● **Instructions for the task**: Copy out the part of the items that opens with the line containing "Q: For every instance of the navy" and runs through the end of the items, both ends included, with nothing changed.

● **Supplied entries**:

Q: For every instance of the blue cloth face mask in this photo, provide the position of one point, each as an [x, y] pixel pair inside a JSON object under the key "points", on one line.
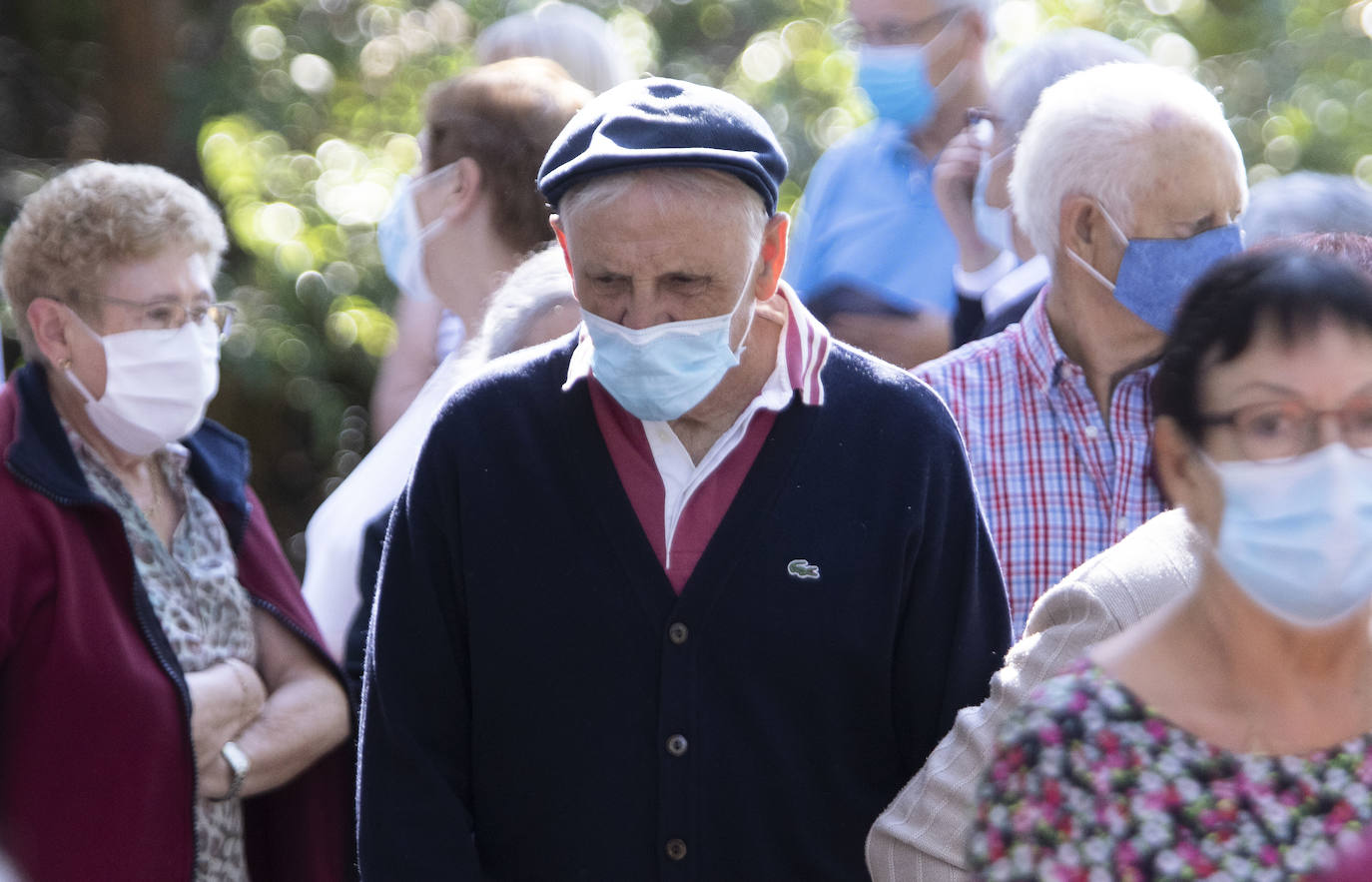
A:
{"points": [[995, 225], [664, 371], [896, 81], [1297, 535], [1155, 273]]}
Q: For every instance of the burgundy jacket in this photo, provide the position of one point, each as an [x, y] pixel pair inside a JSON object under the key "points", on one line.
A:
{"points": [[96, 765]]}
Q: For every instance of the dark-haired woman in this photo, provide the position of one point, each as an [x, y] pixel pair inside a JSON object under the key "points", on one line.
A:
{"points": [[1231, 733]]}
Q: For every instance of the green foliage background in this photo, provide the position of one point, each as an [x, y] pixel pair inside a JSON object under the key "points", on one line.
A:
{"points": [[305, 117]]}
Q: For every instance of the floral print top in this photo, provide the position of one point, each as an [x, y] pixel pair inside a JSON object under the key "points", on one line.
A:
{"points": [[202, 608], [1091, 785]]}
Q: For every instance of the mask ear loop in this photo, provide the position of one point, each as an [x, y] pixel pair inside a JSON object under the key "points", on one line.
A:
{"points": [[1082, 261], [432, 179]]}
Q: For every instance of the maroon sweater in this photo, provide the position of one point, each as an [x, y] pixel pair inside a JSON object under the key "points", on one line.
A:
{"points": [[96, 765]]}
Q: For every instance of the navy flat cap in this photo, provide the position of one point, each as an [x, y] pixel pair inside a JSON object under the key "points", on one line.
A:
{"points": [[661, 124]]}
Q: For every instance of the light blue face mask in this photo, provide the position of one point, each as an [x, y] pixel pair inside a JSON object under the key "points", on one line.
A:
{"points": [[664, 371], [994, 225], [896, 81], [1155, 273], [1297, 535]]}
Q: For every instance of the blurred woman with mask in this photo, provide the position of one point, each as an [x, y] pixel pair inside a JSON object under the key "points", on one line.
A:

● **Solution**:
Q: For every instance of the navy flat cap in this photo, provide the position of one point, each as an [x, y] pixel pair inside a JSON object under the key "points", on one line.
A:
{"points": [[661, 124]]}
Q: For every instance of the light blue face mask in this photo, provide the position of one point, each as an [x, y] pixel pair inside a JSON object under the key "points", on one line.
A:
{"points": [[664, 371], [994, 225], [896, 81], [1155, 273], [1297, 535]]}
Q: For every instance of the blurred woman with mask in this photo, provide the position of one point, each as an [x, y] pixel pair inside a JSON object under the key "points", on one line.
A:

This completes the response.